▶ _Using the information_
[A] Summarize the YouTube choir write-up in two sentences.
[B] Repeat everything in the YouTube choir write-up from "To get the majority" down to "coordinates into views.".
[C] Write the next part of the YouTube choir write-up, starting after its last sentence.
*** Opening of Excerpted passage ***
A YouTube choir: the history of the most viewed videos converted into sound


Why did I choose the videos that I did? Well, the original plan was to include only videos that have reached #1 at some point in time, which is mostly music videos. Including other music videos that haven’t gotten to #1 (like Hello, Sorry, Uptown Funk, etc.) isn’t such a good idea. Since they constantly get views, we’d quickly get clouded with dozens of voices singing at once, which’ll turn into a muffled mess. That’s why flash-in-the-pan viral videos are so great – they add interesting events to the video, but don’t cloud up the audio space for more than a few seconds! My other criterion was a little subjective: it had to get enough views to reach a comfortable pitch (about 2M views a day), but it also had to be considered part of “YouTube culture”, like the ALS ice bucket challenge certainly was. So I didn’t include Adele’s carpool karaoke since that seems more like traditional TV.

There is very little data from before mid-2009, so that’s why I didn’t go back that far.

To get the majority of the data, I used inspect element to find the coordinates of the vertices of the “daily views” graph underneath each video, and converted those coordinates into views.
*** Close of Excerpted passage ***
*** Opening of Provided records ***
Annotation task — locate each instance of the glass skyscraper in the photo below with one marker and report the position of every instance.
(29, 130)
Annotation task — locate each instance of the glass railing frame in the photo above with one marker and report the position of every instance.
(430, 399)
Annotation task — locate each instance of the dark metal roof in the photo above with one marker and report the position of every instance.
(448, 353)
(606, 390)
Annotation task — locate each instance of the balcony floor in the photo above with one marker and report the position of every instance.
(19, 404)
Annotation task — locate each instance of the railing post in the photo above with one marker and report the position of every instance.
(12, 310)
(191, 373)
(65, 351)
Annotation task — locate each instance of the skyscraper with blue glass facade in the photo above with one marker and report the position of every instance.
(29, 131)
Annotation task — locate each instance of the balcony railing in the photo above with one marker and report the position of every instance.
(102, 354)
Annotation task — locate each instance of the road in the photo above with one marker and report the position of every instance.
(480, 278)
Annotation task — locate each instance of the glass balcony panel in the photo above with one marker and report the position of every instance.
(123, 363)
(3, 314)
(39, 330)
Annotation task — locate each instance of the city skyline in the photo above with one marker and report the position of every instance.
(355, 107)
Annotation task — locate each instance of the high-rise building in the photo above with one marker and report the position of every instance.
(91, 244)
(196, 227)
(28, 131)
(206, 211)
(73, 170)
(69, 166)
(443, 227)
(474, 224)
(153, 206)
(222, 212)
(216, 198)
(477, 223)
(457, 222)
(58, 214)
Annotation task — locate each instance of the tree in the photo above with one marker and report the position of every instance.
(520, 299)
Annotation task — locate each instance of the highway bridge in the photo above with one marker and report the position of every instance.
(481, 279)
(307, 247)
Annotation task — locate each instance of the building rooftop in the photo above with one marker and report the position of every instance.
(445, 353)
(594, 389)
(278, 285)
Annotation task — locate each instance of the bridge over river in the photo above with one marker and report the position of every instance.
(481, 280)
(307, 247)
*** Close of Provided records ***
*** Opening of Provided records ***
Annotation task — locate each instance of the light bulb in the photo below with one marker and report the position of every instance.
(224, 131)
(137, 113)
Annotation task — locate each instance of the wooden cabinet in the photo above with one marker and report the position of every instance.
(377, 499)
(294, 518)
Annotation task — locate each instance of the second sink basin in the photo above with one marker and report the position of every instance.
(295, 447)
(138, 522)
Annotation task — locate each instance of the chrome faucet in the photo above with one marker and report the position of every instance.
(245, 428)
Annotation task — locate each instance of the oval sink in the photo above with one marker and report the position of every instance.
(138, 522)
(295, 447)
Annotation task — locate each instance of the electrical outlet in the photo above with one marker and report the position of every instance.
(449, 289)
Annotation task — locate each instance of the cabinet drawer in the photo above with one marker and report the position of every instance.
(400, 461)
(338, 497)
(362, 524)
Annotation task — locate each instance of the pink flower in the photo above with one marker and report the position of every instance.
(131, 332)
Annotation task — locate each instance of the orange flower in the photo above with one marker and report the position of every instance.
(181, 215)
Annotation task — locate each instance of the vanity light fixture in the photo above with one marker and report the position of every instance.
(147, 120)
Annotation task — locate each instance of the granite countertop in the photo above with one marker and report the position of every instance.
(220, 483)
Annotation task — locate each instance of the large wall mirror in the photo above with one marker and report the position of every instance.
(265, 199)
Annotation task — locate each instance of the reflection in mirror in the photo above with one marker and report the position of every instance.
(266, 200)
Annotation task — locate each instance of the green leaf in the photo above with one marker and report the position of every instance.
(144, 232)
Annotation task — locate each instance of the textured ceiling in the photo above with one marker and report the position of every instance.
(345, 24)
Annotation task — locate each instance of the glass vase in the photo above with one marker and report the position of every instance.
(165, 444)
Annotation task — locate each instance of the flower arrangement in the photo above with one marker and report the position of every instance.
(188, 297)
*** Close of Provided records ***
▶ _Activity answers_
[A] The author included mostly videos that reached #1 on YouTube, leaving out other steadily viewed music videos that would crowd the audio, and favored brief viral hits that got about 2M views a day and were part of "YouTube culture." Data from before mid-2009 was too scarce to use, and most of the view figures came from using inspect element to read the vertex coordinates of each video's "daily views" graph and converting them into views.

[B]
To get the majority of the data, I used inspect element to find the coordinates of the vertices of the “daily views” graph underneath each video, and converted those coordinates into views.

[C]
For the videos whose stats were private, I could usually look up the SocialBlade stats of the channel that uploaded the video. If the main video accounted for over 75% of the views, I could somewhat safely just assume that that fraction stayed about constant over time. So I just multiplied the channel’s total upload views by that fraction, and voila.

For videos that were older than SocialBlade itself, I used this Wikipedia article (https://en.wikipedia.org/wiki/List_of_most_viewed_YouTube_videos) for some historical data, and then interpolated between those given data points. To be extra fancy, I didn’t just linearly interpolate. Instead, I looked at the Google Trends (which goes back to 2004, before YouTube) for that video title, and assumed that the number of searches was somewhat proportional to views received on that day, and interpolated using that. All that work probably wasn’t worth it, though, because if you look at the two oldest videos (Evolution of Dance and Charlie Bit My finger) their view-graph lines still look pretty close to linear to me.